◆ Tugas Latihan 1
Tulis ulang baris-baris data di bawah, dari baris yang memuat "Please trace the outline of every instance of the mooring" sampai baris yang memuat "296 71 L 296". Kedua baris itu ikut ditulis.

Memasuki abad ke-20 imigran yang beraneka ragam, memang secara kuantitas mereka tergolong minoritas namun dalam waktu yang relatif singkat mereka berhasil menduduki posisi yang dominan dalam sektor ekonomi di Surabaya .
            Keragaman suku bangsa Tionghoa di Surabaya disebabkan pula oleh masuknya orang Tionghoa di daerah pertambangan dan perkebunan di luar Jawa. Masuknya sejumlah oarng jawa di berbagai kota di Jawa dari distrik pertambangan di luar Jawa meningkat terutama masa depresi akibat Malaise intens pertambangan timah di membatasi peroduksi karena kesulitan pekerjaan. Masyarakat Tionghoa di Surabaya terbentuk dari aktiviats individu yang tidak terorganisasi mereka datang secara sukarela dalam interaksi sosial ekonomi mereka mengunakan bahasa Melayu Cina untuk komunikasi.
Etnis Cina yang telah berpendidikan mulai menekuni bidang-bidang yang terspesialisasi, misalnya dokter, akuntan dan pengajar. Yang bekerja sebagai kuli, atau buruh kasar baik yang terampil ataupun tidak, mulai menyusut jumlahnya. Selain itu, banyak yang bekerja di perusahaan-perusahaan Cina. Jadi, pada periode tahun 1930-an, sebagian besar etnis Cina bekas kuli berganti peran menjadi pedagang dan usahawan dalam perdagangan kecil-kecilan atau industri berskala kecil yang menyisihkan para pedagang dan usahawan kecil pribumi, tetapi tidak usahawan-usahawan Belanda.

◆ Tugas Latihan 2
Dalam kutipan tentang orang Tionghoa di Surabaya, bahasa apa yang mereka pakai untuk berkomunikasi dalam interaksi sosial ekonomi?

◆ Data Latihan
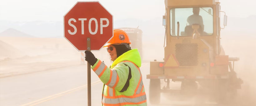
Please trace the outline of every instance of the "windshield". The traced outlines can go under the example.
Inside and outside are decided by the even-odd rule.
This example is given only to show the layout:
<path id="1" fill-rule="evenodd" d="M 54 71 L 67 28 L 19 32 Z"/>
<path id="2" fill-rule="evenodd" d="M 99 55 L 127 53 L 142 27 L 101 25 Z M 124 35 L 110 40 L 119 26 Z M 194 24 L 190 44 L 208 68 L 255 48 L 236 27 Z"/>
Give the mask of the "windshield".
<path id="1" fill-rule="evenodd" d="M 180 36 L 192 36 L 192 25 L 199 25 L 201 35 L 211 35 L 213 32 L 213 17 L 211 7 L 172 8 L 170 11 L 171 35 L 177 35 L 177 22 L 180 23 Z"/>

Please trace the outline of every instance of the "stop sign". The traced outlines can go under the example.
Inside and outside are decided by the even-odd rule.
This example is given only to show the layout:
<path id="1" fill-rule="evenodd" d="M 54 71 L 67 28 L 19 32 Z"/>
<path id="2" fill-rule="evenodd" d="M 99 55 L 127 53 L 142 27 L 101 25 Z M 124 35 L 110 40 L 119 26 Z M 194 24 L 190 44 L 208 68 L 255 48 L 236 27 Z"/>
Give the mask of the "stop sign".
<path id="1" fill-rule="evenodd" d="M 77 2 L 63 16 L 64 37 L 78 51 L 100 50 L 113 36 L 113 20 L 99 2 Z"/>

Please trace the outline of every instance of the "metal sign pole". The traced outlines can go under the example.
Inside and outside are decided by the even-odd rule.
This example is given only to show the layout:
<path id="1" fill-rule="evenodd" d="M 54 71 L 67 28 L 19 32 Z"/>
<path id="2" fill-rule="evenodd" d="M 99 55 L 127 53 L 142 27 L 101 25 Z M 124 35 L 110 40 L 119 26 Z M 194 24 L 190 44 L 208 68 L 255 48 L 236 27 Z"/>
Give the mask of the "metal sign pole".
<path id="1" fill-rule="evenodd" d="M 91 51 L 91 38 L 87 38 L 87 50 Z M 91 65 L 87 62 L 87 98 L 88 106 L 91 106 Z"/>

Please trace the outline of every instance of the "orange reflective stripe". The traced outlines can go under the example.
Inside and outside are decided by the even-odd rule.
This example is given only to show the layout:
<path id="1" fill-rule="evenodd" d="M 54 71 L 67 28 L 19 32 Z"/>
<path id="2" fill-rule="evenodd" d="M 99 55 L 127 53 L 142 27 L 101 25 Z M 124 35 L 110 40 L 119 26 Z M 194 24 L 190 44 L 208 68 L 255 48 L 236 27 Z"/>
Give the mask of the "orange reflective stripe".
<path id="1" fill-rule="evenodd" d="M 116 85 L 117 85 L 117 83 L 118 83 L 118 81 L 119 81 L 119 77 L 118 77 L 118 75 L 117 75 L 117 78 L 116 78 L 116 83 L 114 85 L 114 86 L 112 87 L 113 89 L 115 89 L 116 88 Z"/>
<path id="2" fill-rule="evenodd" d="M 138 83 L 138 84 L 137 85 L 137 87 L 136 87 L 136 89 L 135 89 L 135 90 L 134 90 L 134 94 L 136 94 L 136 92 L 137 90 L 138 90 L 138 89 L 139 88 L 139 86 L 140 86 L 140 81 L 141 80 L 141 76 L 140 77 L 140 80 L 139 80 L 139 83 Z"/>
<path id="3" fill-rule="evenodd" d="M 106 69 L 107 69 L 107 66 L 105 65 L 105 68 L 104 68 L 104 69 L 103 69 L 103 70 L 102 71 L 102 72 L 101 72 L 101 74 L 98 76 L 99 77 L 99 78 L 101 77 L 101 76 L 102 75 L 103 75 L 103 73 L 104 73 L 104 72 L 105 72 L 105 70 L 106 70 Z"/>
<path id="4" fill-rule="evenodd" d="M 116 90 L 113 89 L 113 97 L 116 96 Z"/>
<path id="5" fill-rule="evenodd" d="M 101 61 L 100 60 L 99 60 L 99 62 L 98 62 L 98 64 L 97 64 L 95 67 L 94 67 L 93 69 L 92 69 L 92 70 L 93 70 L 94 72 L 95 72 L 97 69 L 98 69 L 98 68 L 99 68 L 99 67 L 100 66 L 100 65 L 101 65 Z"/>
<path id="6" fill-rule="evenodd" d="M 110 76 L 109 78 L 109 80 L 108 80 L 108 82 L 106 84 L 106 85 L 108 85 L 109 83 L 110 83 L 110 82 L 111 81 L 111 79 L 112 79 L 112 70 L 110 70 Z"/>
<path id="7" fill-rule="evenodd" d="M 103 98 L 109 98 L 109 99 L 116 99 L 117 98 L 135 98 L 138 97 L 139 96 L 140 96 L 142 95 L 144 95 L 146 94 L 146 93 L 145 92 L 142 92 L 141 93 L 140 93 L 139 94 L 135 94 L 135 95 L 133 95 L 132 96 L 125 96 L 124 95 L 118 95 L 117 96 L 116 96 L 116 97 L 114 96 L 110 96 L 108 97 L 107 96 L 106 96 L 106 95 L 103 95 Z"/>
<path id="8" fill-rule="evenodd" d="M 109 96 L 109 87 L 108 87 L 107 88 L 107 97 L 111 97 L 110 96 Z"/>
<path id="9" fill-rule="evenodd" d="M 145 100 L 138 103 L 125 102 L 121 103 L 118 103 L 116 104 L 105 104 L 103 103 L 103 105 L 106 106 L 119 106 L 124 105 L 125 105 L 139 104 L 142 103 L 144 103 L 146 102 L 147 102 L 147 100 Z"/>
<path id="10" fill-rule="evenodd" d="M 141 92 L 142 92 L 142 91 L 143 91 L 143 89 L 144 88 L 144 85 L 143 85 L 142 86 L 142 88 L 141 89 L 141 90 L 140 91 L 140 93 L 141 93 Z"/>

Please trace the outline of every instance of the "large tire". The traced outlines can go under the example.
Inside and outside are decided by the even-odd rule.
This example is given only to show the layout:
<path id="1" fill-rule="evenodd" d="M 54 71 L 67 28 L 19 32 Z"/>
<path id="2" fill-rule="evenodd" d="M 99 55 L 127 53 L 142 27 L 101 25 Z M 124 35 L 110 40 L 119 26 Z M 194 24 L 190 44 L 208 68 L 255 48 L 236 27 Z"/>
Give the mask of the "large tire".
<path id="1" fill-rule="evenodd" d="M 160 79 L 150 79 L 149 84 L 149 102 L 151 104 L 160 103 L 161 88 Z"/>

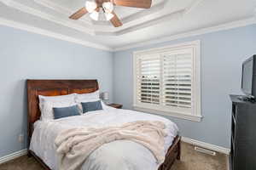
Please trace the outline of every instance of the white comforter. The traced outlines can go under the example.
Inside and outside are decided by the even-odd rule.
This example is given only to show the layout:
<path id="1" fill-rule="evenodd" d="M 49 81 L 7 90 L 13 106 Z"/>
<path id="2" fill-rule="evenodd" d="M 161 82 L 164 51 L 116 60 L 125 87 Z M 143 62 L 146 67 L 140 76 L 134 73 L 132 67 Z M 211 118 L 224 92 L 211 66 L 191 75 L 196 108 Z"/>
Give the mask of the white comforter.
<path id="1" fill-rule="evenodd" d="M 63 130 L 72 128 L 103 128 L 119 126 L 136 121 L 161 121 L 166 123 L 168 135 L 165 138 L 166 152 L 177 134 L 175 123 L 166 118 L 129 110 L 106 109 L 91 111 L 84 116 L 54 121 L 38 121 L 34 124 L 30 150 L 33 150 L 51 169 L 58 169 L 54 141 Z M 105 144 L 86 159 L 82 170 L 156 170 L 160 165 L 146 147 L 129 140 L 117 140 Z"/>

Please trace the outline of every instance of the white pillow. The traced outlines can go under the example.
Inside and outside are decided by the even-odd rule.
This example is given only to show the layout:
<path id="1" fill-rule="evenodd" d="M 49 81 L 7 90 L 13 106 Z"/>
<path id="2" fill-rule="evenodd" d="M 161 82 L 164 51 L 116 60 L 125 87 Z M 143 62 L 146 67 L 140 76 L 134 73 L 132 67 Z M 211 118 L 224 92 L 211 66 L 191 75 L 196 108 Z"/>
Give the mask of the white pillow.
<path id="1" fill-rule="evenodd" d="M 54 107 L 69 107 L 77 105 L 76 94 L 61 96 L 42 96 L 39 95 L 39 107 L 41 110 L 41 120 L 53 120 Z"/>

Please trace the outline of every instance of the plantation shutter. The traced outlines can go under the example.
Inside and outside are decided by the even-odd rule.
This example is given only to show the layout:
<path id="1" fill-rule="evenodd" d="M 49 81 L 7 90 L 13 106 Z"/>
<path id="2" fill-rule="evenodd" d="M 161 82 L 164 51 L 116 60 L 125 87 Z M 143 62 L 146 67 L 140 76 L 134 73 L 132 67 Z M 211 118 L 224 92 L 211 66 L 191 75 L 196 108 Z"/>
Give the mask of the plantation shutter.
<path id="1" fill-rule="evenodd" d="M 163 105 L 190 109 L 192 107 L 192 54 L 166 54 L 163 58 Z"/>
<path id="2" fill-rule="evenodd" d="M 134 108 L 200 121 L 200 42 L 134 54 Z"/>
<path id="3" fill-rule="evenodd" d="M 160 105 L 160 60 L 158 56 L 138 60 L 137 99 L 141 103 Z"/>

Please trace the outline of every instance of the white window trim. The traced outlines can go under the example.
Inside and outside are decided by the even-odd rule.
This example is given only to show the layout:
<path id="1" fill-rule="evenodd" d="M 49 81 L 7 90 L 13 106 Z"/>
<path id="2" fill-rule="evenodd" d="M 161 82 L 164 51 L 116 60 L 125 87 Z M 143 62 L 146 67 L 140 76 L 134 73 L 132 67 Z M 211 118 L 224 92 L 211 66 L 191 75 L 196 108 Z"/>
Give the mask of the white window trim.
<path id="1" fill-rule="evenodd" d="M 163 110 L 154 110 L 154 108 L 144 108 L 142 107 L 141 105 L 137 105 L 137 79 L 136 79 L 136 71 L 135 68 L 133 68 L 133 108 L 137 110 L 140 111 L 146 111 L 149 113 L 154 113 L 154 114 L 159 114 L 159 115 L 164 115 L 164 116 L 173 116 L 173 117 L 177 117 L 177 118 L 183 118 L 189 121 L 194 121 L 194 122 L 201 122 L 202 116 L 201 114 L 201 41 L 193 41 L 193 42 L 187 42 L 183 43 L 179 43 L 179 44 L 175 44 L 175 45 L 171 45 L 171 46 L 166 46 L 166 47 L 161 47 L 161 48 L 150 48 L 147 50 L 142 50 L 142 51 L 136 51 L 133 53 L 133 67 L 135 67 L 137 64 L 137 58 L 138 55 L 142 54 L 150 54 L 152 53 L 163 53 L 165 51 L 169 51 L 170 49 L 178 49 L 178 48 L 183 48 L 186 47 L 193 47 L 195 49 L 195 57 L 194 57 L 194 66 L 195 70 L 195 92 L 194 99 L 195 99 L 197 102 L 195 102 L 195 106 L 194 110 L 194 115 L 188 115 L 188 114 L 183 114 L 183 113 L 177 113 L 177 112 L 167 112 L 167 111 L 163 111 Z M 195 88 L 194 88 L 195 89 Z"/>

---

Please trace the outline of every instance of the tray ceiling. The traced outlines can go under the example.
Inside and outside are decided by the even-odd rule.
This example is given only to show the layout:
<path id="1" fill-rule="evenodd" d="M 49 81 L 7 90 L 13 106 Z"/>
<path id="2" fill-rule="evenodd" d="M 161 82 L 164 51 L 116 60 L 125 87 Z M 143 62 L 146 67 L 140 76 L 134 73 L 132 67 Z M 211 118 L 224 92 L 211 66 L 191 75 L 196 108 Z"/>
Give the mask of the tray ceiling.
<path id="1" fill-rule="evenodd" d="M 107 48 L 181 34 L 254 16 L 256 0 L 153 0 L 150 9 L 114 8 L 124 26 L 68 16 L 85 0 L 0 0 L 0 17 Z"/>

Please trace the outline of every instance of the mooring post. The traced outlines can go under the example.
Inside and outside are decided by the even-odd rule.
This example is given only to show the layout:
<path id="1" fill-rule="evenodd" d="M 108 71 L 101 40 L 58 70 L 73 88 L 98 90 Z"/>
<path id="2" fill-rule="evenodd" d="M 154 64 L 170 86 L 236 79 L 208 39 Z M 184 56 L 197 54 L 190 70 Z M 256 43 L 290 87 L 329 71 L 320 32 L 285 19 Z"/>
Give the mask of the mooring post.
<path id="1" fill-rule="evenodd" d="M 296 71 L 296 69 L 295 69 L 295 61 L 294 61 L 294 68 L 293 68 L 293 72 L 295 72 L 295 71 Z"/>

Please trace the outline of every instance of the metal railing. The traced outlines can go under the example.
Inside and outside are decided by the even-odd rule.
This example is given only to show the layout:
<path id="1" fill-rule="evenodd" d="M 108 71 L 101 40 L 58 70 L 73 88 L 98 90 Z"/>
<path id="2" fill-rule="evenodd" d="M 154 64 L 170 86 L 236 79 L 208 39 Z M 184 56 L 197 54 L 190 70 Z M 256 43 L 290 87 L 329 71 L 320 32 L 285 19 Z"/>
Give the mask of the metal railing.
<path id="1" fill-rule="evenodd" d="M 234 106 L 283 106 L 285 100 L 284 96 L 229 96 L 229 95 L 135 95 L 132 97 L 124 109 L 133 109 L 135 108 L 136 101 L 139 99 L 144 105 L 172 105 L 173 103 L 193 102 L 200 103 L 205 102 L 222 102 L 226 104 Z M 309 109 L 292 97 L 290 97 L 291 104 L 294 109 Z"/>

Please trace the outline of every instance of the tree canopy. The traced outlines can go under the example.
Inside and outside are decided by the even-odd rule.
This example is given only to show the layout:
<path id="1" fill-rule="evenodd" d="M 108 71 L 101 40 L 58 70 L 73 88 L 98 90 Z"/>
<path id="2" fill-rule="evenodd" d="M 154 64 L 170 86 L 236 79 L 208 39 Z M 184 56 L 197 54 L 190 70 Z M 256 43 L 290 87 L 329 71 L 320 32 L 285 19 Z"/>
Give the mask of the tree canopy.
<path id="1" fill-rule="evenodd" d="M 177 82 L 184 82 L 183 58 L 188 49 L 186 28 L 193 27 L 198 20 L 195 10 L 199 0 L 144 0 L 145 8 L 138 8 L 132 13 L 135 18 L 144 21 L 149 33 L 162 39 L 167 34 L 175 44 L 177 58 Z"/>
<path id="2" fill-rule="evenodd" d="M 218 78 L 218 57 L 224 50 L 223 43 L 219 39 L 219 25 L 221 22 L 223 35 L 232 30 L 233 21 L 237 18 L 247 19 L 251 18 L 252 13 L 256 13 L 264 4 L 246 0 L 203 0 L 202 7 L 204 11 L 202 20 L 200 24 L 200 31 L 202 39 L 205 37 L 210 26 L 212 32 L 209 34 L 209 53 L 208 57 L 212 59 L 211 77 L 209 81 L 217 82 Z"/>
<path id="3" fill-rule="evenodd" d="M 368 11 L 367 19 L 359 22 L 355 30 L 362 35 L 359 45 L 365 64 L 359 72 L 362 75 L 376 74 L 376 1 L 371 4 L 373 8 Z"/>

◆ Jawaban Lengkap 1
Please trace the outline of every instance of the mooring post. The traced outlines can go under the example.
Inside and outside are decided by the even-odd rule.
This example is given only to show the layout:
<path id="1" fill-rule="evenodd" d="M 108 71 L 101 40 L 58 70 L 73 88 L 98 90 Z"/>
<path id="2" fill-rule="evenodd" d="M 154 64 L 170 86 L 236 79 L 208 39 Z M 184 56 L 197 54 L 190 70 Z M 256 43 L 290 87 L 329 71 L 320 32 L 285 19 Z"/>
Give the mask of the mooring post.
<path id="1" fill-rule="evenodd" d="M 296 71 L 296 69 L 295 69 L 295 61 L 294 61 L 294 68 L 293 68 L 293 72 L 295 72 L 295 71 Z"/>

◆ Jawaban Lengkap 2
Bahasa Melayu Cina.